Copy out the items below, from the line with "answer like [76,198]." through the end of the items, leaving out the pictures.

• RECORDS PROVIDED:
-- begin --
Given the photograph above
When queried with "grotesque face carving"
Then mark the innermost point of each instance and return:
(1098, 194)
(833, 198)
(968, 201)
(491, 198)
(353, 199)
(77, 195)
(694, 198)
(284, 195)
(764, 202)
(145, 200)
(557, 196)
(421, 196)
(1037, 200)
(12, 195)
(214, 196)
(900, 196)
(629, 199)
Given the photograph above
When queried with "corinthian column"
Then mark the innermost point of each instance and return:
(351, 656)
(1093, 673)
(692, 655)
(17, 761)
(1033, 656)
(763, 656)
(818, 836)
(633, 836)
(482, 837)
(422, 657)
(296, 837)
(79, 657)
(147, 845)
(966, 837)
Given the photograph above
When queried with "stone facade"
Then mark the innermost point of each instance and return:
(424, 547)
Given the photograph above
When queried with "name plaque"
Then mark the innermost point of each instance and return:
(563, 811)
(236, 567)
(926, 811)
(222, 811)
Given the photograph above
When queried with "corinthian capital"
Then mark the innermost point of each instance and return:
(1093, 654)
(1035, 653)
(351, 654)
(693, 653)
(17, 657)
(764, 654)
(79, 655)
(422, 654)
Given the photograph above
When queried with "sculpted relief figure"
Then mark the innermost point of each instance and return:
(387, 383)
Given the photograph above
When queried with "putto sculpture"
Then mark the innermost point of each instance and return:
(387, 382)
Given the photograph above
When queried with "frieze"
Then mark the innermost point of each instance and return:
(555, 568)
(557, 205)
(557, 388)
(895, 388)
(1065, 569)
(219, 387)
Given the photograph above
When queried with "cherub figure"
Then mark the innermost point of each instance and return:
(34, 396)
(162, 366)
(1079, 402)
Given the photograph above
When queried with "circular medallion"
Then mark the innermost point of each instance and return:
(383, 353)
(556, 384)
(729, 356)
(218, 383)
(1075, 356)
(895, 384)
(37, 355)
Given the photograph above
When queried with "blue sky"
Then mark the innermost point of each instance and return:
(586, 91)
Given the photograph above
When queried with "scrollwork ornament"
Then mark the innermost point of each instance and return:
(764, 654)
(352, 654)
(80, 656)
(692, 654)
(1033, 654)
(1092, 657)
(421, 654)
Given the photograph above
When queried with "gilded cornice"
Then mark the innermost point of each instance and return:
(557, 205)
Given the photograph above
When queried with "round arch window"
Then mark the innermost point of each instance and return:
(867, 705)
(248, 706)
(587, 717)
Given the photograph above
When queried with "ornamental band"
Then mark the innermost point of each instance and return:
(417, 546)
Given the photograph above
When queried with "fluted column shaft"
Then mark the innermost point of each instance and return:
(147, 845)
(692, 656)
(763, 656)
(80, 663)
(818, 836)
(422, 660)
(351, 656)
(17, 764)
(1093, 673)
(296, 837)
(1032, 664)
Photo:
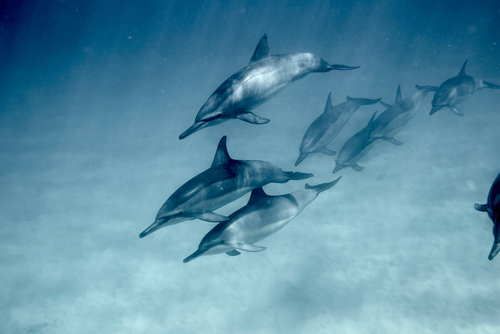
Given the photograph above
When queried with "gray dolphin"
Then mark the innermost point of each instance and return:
(395, 118)
(265, 76)
(225, 181)
(492, 207)
(456, 90)
(328, 125)
(355, 148)
(261, 217)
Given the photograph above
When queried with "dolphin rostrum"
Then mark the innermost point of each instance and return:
(395, 118)
(355, 148)
(265, 76)
(457, 89)
(492, 207)
(225, 181)
(328, 125)
(262, 216)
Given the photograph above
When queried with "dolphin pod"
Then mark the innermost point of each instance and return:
(263, 216)
(263, 78)
(492, 207)
(225, 181)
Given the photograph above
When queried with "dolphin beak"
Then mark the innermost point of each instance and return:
(193, 256)
(494, 250)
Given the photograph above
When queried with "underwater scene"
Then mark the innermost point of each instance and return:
(249, 166)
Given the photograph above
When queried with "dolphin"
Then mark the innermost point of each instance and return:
(492, 207)
(355, 148)
(264, 77)
(262, 216)
(456, 90)
(395, 118)
(328, 125)
(225, 181)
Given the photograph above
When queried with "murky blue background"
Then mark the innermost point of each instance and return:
(94, 95)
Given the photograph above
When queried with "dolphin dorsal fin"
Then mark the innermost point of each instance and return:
(399, 97)
(261, 51)
(221, 155)
(257, 195)
(462, 71)
(328, 105)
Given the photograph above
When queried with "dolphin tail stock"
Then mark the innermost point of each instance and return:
(494, 250)
(297, 175)
(323, 186)
(363, 101)
(338, 67)
(490, 85)
(429, 88)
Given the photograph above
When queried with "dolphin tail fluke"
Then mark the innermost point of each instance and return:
(250, 117)
(362, 101)
(298, 175)
(429, 88)
(481, 207)
(323, 186)
(341, 67)
(494, 250)
(490, 85)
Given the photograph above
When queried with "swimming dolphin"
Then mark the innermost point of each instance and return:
(456, 90)
(355, 148)
(225, 181)
(395, 118)
(492, 207)
(261, 217)
(265, 76)
(328, 125)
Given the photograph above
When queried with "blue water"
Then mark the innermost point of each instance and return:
(93, 97)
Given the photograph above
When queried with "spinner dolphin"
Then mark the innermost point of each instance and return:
(265, 76)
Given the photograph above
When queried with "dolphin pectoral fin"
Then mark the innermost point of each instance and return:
(490, 85)
(494, 250)
(251, 247)
(297, 175)
(456, 111)
(207, 216)
(357, 167)
(234, 252)
(341, 67)
(261, 51)
(394, 141)
(250, 117)
(481, 207)
(327, 151)
(387, 105)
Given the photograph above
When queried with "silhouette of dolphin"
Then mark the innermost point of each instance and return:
(263, 216)
(457, 89)
(225, 181)
(395, 118)
(265, 76)
(492, 207)
(328, 125)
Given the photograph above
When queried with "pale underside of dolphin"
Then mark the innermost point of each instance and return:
(457, 89)
(492, 207)
(396, 116)
(265, 76)
(225, 181)
(355, 148)
(263, 216)
(327, 126)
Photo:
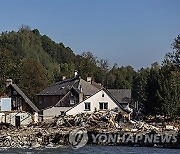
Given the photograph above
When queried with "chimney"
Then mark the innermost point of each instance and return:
(81, 95)
(64, 77)
(75, 73)
(89, 80)
(8, 82)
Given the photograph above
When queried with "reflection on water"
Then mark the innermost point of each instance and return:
(93, 150)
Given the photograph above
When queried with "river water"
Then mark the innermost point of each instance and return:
(93, 150)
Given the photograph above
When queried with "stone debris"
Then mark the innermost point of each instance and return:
(55, 132)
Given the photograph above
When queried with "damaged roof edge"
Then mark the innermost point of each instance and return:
(26, 99)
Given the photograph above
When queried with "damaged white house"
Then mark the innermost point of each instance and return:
(16, 108)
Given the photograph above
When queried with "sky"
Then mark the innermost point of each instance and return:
(126, 32)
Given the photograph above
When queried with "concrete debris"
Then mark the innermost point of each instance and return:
(55, 132)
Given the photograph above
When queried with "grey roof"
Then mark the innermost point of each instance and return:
(121, 95)
(26, 99)
(62, 87)
(110, 95)
(59, 88)
(87, 88)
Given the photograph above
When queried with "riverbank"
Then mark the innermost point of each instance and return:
(54, 137)
(101, 128)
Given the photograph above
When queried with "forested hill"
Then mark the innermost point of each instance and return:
(35, 61)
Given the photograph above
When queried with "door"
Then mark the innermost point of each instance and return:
(17, 121)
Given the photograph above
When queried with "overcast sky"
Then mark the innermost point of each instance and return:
(126, 32)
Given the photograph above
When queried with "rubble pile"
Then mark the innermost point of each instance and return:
(56, 132)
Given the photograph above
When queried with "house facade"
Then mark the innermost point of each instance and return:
(59, 97)
(100, 101)
(62, 96)
(16, 108)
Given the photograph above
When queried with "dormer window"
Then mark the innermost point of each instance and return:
(87, 106)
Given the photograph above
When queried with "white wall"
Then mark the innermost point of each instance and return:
(94, 103)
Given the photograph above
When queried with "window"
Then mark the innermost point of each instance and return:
(87, 106)
(14, 92)
(103, 105)
(72, 101)
(53, 99)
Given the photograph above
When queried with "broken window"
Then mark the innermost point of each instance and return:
(103, 105)
(87, 106)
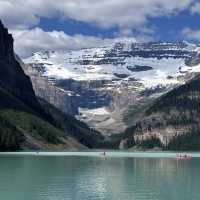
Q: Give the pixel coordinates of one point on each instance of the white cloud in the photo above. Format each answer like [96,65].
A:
[105,13]
[195,9]
[29,41]
[129,16]
[191,34]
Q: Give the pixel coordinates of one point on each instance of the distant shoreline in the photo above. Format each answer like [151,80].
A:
[112,154]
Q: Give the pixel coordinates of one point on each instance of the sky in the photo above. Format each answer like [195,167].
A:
[75,24]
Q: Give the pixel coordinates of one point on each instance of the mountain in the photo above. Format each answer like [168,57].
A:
[172,122]
[27,121]
[110,87]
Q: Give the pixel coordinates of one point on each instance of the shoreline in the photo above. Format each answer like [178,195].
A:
[112,154]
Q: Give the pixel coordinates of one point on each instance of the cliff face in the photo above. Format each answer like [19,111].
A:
[12,77]
[45,90]
[24,123]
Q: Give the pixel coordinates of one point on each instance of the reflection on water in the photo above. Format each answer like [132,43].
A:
[93,178]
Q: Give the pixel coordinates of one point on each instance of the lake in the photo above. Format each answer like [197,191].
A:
[89,176]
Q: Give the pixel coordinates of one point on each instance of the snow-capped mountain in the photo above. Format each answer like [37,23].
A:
[106,83]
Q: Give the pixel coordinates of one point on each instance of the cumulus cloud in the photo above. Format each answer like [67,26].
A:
[195,9]
[105,13]
[29,41]
[191,34]
[129,16]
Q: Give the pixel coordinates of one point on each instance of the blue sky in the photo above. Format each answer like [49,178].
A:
[75,24]
[165,28]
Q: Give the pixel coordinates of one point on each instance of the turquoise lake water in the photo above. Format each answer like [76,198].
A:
[119,176]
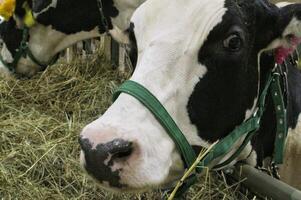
-- end --
• COMPLETED EXERCISE:
Q: Give the pixel coordinates of one point on each instance of the turquoise lake water in the photo above. Format each answer like [76,198].
A:
[119,176]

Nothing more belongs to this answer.